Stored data
****************

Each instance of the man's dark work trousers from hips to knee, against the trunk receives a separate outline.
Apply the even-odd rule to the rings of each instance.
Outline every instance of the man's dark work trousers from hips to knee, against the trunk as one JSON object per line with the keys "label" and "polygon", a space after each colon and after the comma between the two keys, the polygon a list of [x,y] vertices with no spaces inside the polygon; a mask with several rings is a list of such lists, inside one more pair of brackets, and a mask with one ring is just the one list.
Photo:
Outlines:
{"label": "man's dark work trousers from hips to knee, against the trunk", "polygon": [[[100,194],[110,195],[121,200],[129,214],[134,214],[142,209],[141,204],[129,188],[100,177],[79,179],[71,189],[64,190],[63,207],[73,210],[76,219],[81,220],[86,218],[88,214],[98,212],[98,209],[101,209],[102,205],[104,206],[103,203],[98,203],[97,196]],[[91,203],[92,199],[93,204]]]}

****************

* Try it *
Please print out every entry again, exactly as it reads.

* Task output *
Each instance of the man's dark work trousers from hips to knee, against the trunk receives a separate outline.
Apply the even-odd rule to the rings of each instance.
Outline every instance of the man's dark work trousers from hips to knee, against the trunk as one JSON object per line with the keys "label" and "polygon", a space after each colon and after the comma between the two keys, the polygon a list of [x,y] vertices with no spaces inside the polygon; a mask with several rings is a list of such lists, inside one more pair of brackets, and a mask with one ring is just the one list.
Photo:
Outlines:
{"label": "man's dark work trousers from hips to knee, against the trunk", "polygon": [[[100,194],[110,195],[121,200],[129,214],[134,214],[142,209],[141,204],[129,188],[100,177],[79,179],[71,189],[64,190],[63,207],[73,210],[76,219],[81,220],[86,218],[88,214],[98,212],[98,209],[101,209],[102,205],[104,206],[103,203],[98,203],[97,196]],[[91,203],[92,199],[93,204]]]}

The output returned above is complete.